## Entries from a point annotation set
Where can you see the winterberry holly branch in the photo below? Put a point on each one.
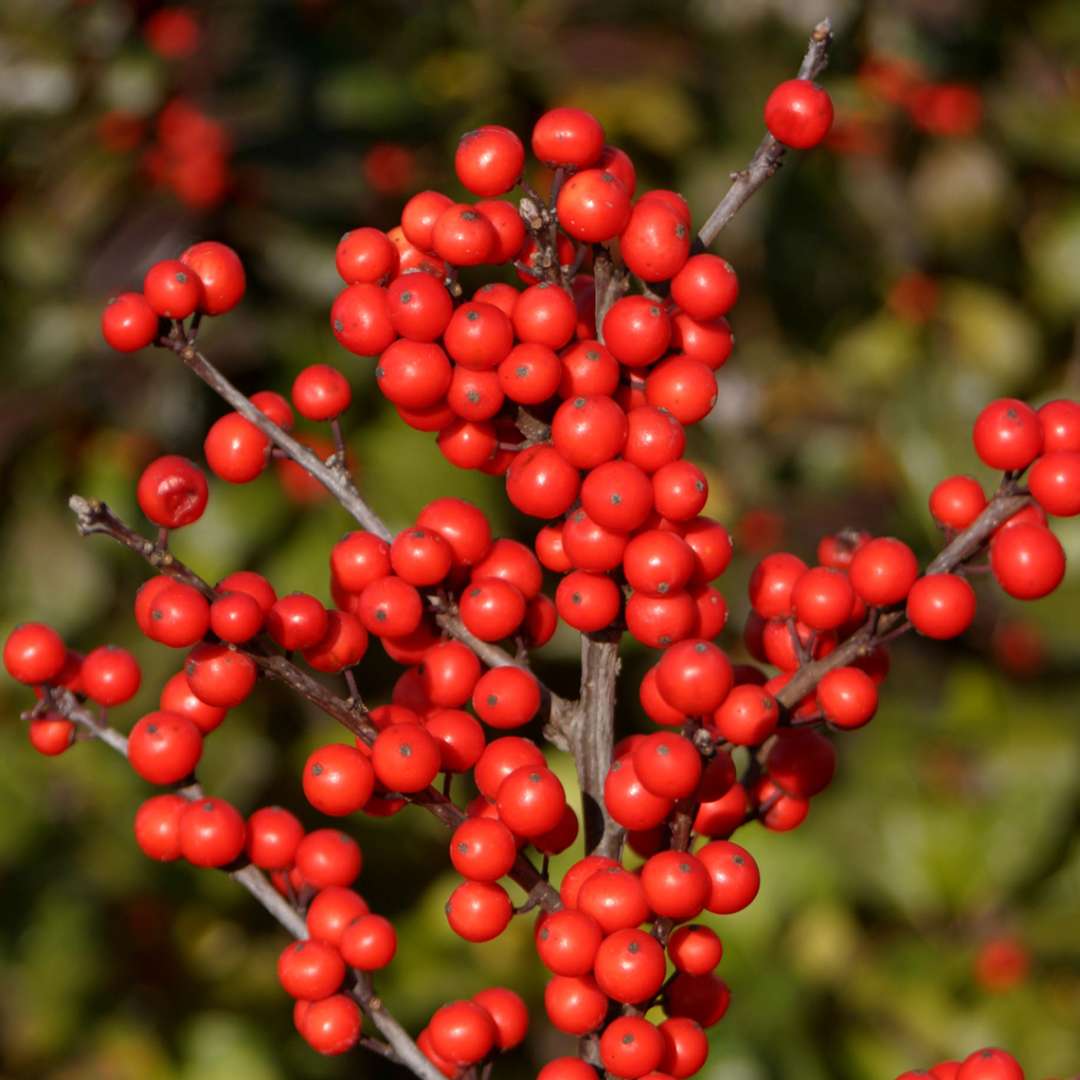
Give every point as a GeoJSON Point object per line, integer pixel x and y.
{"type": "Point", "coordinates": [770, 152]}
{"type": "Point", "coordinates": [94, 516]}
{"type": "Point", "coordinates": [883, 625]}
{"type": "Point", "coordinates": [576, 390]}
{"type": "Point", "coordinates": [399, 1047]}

## PROBLEM DETAILS
Convert every line of the rows above into a Markdown table with the columns "No." and "Line," numbering the lines in order and skipping blank ones. Leave the pictures out of the answer.

## TASK RESULT
| No. | Line |
|---|---|
| 1 | Where can you see the winterberry holly branch in the photo below? Put a point on each one. |
| 2 | Give every point as a GeoJSON Point object per line, integer pixel x and y. |
| 3 | {"type": "Point", "coordinates": [770, 152]} |
| 4 | {"type": "Point", "coordinates": [94, 516]} |
| 5 | {"type": "Point", "coordinates": [883, 625]} |
| 6 | {"type": "Point", "coordinates": [576, 390]} |
| 7 | {"type": "Point", "coordinates": [399, 1047]} |